_Supplied passage_:
================

Re Setiawan and Minister for Immigration and Multicultural Affairs

Case

[2002] AATA 260

18 April 2002


DECISION AND REASONS FOR DECISION [2002] AATA 260

ADMINISTRATIVE APPEALS TRIBUNAL      )

)          No N2000/1563

GENERAL ADMINISTRATIVE  DIVISION       )          
           Re      YURIKA ANGGRAENI SETIAWAN       
  Applicant
           And    MINISTER FOR IMMIGRATION AND MULTICULTURAL AFFAIRS          
  Respondent

DECISION

Tribunal       The Hon. R N J Purvis Q.C., Deputy President

Date18 April 2002 

PlaceSydney

Decision      The Tribunal sets aside the decision under review and remits the matter to the Respondent for further consideration in accordance with the Tribunal's reasons for decision.  
  ..............................................
  The Hon. R N J Purvis Q.C.

================

_Record extracts_:
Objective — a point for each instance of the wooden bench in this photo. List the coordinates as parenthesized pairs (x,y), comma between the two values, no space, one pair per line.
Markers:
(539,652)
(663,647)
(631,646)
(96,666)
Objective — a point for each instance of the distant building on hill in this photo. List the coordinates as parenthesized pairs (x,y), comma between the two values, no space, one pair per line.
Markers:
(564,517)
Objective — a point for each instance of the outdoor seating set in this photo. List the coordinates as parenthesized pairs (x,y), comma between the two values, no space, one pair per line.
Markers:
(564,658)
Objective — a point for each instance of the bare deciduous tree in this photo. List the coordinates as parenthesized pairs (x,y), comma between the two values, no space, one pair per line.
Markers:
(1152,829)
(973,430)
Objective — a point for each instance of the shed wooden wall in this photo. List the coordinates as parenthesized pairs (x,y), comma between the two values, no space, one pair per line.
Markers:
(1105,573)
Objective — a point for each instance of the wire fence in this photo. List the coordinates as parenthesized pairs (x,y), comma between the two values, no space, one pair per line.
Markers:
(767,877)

================

_Set tasks_:
A. Please answer these from the tribunal decision:
(i) What is the matter number given for the case?
(ii) Who is named as the Respondent?
(iii) To whom does the Tribunal remit the matter?
B. Reproduce everything in the tribunal decision from "Decision      The Tribunal sets" down to "reasons for decision.", replacing "further consideration" with "reconsideration".
C. List every label that stands at the start of a line in the block under the heading "DECISION" in the tribunal decision.

_Final answers_:
A.
(i) No N2000/1563
(ii) The Minister for Immigration and Multicultural Affairs
(iii) The Respondent

B.
Decision      The Tribunal sets aside the decision under review and remits the matter to the Respondent for reconsideration in accordance with the Tribunal's reasons for decision.

C.
Tribunal
Date
Place
Decision